Aim
Return the lines from the one containing "job | pin one point per instance of the green hedge" through the one containing "[(500, 281)]", unchanged and with both end lines included.

Provided material
[Begin]

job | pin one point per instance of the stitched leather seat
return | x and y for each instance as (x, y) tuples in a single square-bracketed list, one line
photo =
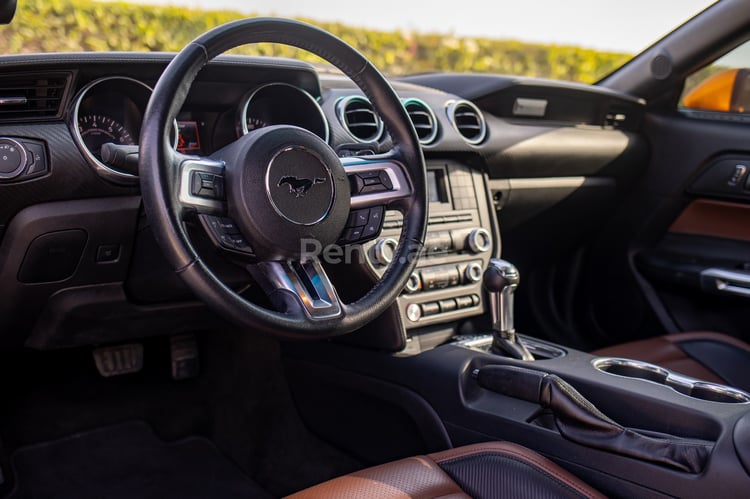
[(708, 356), (488, 470)]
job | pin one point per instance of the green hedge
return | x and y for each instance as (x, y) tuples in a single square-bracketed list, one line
[(59, 25)]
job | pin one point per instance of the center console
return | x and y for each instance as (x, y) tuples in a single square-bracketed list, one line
[(447, 283)]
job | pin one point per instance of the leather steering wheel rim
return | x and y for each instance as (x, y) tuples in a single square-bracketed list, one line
[(160, 182)]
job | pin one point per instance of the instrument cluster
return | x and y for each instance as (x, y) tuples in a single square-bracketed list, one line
[(111, 110)]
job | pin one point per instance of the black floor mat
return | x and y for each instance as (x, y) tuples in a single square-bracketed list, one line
[(128, 461)]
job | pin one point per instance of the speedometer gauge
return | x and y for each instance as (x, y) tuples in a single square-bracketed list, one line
[(253, 123), (98, 129)]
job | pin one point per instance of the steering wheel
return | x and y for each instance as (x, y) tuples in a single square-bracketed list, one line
[(273, 196)]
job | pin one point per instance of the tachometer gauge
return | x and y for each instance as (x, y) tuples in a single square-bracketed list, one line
[(97, 129), (282, 104)]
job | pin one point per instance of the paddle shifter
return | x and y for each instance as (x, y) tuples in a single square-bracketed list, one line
[(501, 280)]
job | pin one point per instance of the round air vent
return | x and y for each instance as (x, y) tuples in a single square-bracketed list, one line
[(467, 119), (357, 115), (423, 119)]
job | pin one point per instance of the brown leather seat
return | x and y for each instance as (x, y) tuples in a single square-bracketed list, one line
[(488, 470), (708, 356)]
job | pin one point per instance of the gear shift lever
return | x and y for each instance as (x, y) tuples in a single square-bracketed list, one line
[(501, 280)]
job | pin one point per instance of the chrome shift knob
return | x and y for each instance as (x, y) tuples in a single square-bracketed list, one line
[(500, 281)]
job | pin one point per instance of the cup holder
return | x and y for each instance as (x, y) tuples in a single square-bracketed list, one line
[(691, 387)]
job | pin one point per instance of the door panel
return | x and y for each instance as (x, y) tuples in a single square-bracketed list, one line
[(689, 254)]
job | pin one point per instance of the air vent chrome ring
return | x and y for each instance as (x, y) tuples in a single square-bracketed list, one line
[(349, 109), (423, 118), (467, 120)]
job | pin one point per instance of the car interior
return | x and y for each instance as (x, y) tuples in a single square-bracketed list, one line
[(235, 276)]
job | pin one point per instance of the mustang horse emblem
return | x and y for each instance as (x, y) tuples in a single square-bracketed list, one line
[(299, 186)]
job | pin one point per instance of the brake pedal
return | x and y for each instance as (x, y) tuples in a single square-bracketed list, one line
[(184, 352), (118, 360)]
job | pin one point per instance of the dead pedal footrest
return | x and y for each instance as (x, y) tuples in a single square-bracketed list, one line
[(118, 360)]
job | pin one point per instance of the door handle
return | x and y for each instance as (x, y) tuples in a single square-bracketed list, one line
[(727, 282)]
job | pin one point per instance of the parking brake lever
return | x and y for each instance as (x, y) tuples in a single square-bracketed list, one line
[(500, 281), (578, 420)]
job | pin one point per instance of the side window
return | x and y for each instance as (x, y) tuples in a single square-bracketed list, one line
[(722, 87)]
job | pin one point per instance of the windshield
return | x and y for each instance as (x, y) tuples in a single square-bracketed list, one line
[(575, 40)]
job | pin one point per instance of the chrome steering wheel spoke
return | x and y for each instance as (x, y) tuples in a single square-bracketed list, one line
[(301, 289)]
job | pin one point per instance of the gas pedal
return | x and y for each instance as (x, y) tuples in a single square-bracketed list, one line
[(119, 360), (184, 351)]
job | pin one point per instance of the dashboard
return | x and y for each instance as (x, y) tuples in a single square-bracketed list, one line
[(76, 250)]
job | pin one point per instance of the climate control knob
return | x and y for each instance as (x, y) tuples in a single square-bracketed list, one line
[(473, 272), (414, 283), (479, 240), (384, 250)]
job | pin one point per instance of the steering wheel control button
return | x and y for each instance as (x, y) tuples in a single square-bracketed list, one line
[(363, 225), (13, 158), (225, 233), (384, 250), (207, 185), (370, 182), (374, 223), (359, 218), (299, 186)]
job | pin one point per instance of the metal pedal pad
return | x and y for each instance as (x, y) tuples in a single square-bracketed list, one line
[(118, 360), (184, 352)]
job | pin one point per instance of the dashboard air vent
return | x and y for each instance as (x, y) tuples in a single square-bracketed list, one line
[(359, 118), (32, 97), (467, 119), (423, 119)]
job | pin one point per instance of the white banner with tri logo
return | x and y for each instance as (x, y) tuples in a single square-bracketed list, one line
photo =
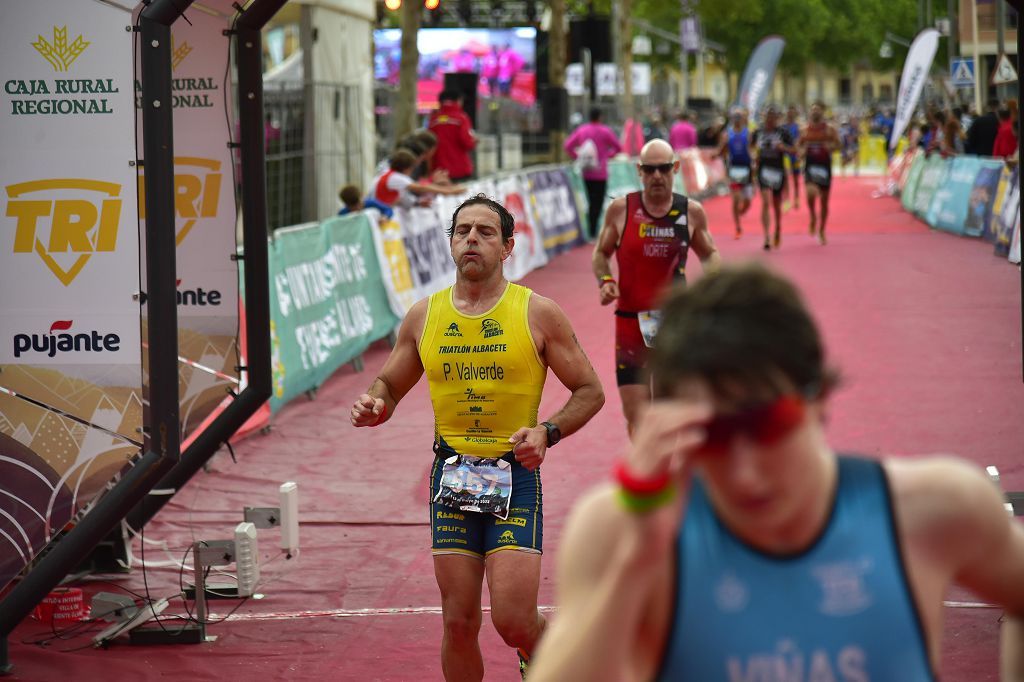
[(71, 398), (69, 255), (205, 213)]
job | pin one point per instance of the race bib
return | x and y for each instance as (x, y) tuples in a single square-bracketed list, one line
[(739, 173), (649, 321), (818, 173), (772, 177), (476, 483)]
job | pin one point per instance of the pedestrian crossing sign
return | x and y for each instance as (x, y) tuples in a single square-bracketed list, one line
[(962, 73), (1004, 72)]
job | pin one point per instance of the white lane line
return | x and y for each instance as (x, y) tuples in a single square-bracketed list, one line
[(436, 610)]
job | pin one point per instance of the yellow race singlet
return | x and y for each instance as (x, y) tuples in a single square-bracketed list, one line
[(484, 373)]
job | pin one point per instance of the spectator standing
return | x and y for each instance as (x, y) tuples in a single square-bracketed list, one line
[(952, 138), (396, 186), (455, 137), (1006, 139), (683, 134), (981, 135), (593, 143), (509, 64)]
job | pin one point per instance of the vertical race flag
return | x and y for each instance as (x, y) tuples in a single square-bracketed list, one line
[(919, 62), (760, 72), (71, 406)]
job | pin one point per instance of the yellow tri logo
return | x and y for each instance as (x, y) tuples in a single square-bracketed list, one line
[(178, 52), (59, 53), (197, 193), (79, 226)]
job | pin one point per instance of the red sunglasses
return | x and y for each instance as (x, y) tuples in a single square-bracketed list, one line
[(765, 424)]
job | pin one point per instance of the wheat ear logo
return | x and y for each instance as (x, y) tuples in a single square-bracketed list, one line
[(59, 53), (80, 224), (178, 52)]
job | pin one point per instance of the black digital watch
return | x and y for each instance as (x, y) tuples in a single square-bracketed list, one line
[(554, 433)]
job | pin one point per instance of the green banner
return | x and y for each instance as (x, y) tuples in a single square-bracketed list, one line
[(328, 302), (909, 194)]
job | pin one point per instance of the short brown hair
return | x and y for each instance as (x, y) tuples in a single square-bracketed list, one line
[(401, 160), (740, 329), (506, 219), (350, 195)]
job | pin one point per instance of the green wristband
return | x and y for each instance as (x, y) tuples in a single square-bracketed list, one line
[(642, 504)]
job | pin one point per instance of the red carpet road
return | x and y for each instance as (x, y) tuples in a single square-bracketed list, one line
[(924, 326)]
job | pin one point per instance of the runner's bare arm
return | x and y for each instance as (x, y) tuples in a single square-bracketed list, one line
[(561, 351), (700, 240), (607, 242), (595, 579), (611, 560), (400, 372), (952, 509), (723, 144)]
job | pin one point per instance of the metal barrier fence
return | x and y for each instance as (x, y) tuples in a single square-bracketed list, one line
[(313, 145)]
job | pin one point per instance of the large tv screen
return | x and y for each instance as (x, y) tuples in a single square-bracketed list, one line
[(504, 58)]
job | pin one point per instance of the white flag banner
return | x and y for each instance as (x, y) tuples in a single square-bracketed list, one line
[(915, 69), (69, 251), (512, 192)]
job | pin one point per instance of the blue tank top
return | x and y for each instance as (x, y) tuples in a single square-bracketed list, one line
[(794, 129), (840, 610), (739, 147)]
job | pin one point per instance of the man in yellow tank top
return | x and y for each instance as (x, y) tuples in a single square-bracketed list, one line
[(485, 345)]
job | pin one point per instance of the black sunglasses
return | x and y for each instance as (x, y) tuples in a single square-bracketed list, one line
[(649, 169)]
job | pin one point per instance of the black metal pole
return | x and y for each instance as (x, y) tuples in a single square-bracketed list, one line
[(162, 423), (1020, 155), (249, 61)]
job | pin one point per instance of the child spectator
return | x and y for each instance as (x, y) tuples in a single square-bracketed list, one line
[(395, 186), (352, 200)]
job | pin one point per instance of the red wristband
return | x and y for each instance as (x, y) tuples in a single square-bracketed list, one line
[(380, 417), (640, 486)]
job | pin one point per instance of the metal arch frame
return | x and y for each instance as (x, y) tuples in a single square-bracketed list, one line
[(162, 440), (248, 57)]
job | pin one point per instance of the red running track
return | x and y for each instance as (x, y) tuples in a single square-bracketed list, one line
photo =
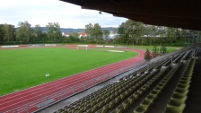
[(28, 100)]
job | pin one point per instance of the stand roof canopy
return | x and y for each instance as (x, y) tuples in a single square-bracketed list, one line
[(173, 13)]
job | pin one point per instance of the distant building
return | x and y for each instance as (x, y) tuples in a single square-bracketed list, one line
[(65, 34), (83, 34)]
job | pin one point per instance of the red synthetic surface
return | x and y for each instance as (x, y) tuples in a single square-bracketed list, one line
[(15, 101)]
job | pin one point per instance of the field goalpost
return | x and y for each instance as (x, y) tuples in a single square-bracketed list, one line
[(83, 46)]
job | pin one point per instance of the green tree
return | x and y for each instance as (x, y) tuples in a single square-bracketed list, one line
[(2, 33), (24, 31), (9, 31), (75, 34), (155, 52), (94, 32), (38, 33), (131, 32), (54, 32), (147, 55), (163, 50), (106, 33)]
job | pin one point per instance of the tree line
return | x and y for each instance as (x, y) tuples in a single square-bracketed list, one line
[(129, 33), (137, 33)]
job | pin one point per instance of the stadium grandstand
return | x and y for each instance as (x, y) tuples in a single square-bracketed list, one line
[(171, 84)]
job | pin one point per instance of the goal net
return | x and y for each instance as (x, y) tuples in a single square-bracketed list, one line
[(82, 47)]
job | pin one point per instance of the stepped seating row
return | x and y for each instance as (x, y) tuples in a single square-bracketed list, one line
[(179, 96), (134, 97), (149, 100), (118, 97), (117, 86), (155, 65)]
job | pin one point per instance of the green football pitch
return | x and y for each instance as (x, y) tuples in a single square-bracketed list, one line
[(23, 68)]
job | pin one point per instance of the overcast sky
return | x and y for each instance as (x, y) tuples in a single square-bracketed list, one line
[(43, 11)]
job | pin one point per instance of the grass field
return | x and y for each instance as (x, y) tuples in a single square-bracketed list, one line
[(23, 68)]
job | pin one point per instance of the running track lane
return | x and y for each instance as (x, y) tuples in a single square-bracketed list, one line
[(21, 98)]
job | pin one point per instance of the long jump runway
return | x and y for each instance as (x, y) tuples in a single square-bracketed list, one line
[(35, 98)]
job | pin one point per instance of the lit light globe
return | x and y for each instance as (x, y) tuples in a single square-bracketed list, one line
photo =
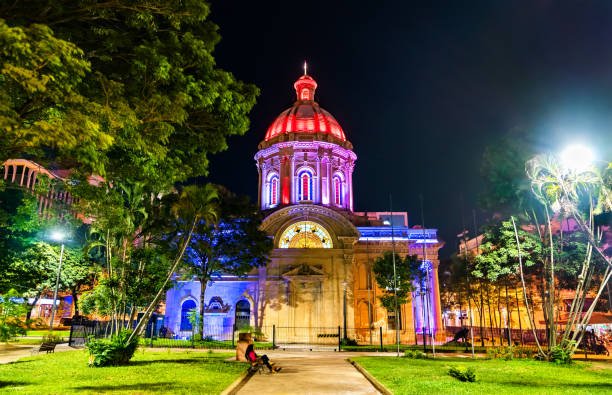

[End]

Full output
job | pin one point per instance of the green hedge
return | x and y for each instance as (x, y) tuples in a single square-bracketed list, one line
[(59, 25)]
job | pin one point per instance of the center console
return | x and y for each instance as (x, y) tuples in a single square-bracketed list, one line
[(447, 283)]
job | pin one point per instance of the leather steering wheel rim
return | x and y for each instance as (x, y) tuples in a single square-bracketed list, one line
[(160, 182)]
job | pin one point per instance of the instrument cluster
return | x and y for each instance as (x, y) tuples in a single square-bracketed list, one line
[(111, 110)]
job | pin one point per instance of the black floor mat
return | x and y for each instance as (x, y) tuples in a single square-bracketed list, one line
[(128, 461)]
job | pin one point per instance of the speedometer gauge
return | x and y for each instance as (x, y) tuples in a single square-bracketed list, one line
[(253, 123), (98, 129)]
job | pin one point per instance of the steering wheel
return | x and y for each instance as (x, y) tuples in a single square-bracketed list, one line
[(273, 196)]
job | pin one point per instance of the tachometer gauge
return | x and y for each instance as (x, y) tuples in a single square-bracketed list, one line
[(97, 129), (282, 104)]
job | pin one point per instance of the paddle shifter
return | x and y for each instance as (x, y) tuples in a single square-bracketed list, one line
[(501, 280)]
job | pin one point per instance of the round air vent
return | x and y for each instance as (x, y) tuples in a single square-bracketed list, one line
[(467, 119), (357, 115), (423, 119)]
job | pin one point per instance of the brown leather seat
return | x and y for each instance as (x, y) tuples in a single square-bracketed list, one line
[(488, 470), (708, 356)]
job | pin one point per instance of the gear shift lever
return | x and y for each instance as (x, y) tuples in a single square-bracketed list, one line
[(501, 280)]
job | pin one point per instance of the chrome shift knob
return | x and y for each instance as (x, y) tuples in a single square-bracketed list, one line
[(500, 281)]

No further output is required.